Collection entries
▬▬▬▬▬▬

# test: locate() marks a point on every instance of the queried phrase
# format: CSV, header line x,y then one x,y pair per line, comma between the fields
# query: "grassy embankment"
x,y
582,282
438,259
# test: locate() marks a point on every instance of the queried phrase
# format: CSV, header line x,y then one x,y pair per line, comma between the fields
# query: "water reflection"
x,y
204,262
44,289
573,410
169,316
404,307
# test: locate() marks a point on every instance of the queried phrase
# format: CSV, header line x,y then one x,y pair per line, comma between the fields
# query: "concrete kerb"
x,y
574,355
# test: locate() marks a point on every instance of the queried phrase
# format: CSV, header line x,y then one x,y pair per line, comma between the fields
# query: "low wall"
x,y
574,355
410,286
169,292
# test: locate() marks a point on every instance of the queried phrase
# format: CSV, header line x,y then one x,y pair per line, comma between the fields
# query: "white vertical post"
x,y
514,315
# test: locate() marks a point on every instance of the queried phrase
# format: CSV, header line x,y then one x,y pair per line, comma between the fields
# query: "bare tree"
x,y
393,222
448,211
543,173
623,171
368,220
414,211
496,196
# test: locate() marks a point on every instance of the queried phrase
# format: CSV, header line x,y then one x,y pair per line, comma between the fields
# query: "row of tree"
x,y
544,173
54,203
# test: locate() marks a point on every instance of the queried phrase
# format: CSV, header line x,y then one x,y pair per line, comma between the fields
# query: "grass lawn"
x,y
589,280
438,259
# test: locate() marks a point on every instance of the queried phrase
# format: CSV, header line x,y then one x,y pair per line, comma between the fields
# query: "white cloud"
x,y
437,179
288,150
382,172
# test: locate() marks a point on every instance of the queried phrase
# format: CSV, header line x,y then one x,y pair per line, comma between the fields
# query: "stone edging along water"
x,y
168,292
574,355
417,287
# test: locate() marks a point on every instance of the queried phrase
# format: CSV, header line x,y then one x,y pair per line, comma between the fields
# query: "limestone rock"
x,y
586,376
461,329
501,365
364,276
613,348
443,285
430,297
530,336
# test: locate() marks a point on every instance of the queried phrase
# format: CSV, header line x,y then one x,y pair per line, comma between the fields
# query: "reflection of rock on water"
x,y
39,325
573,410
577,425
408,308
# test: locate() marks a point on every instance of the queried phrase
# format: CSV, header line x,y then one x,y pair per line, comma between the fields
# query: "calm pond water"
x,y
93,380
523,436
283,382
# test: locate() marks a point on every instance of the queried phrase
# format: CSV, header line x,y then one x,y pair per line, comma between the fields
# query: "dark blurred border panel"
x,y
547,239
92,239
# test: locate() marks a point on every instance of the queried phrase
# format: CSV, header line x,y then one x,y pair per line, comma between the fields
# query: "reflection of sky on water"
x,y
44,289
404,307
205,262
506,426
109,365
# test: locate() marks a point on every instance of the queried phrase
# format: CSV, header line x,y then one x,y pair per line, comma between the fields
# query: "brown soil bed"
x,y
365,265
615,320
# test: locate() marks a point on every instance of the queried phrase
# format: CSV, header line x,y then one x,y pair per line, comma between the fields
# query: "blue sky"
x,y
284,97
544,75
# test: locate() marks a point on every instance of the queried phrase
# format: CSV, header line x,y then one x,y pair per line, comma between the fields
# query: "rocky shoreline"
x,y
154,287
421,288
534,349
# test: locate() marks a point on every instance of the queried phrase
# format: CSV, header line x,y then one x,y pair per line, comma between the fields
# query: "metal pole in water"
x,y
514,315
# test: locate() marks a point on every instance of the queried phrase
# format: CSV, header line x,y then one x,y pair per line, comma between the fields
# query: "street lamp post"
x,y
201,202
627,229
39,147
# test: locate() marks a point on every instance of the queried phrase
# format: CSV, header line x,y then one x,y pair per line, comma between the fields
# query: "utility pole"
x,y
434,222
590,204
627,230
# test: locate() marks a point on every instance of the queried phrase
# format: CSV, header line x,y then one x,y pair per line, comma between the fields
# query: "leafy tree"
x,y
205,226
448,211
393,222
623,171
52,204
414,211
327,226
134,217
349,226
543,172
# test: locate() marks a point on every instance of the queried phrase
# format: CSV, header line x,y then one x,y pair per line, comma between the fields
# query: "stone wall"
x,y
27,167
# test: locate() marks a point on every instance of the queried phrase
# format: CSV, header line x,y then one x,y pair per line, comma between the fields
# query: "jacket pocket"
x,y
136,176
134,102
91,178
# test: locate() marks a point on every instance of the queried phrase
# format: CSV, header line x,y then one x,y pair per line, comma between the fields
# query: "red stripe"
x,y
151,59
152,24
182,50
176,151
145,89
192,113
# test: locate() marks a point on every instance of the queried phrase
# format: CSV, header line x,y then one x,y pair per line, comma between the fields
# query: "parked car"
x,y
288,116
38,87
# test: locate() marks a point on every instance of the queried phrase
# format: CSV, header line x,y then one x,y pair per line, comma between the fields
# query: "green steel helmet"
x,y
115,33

▬▬▬▬▬▬

§ **WHAT TO PRODUCE**
Please find every line in the entries that contains the word "water" and copy each one.

§ **EXERCISE OUTPUT**
# query: "water reflection"
# query: "stone edging along water"
# query: "reflection of rock on water"
# query: "calm pond water"
# query: "reflection of sky on water"
# query: "metal pole in water"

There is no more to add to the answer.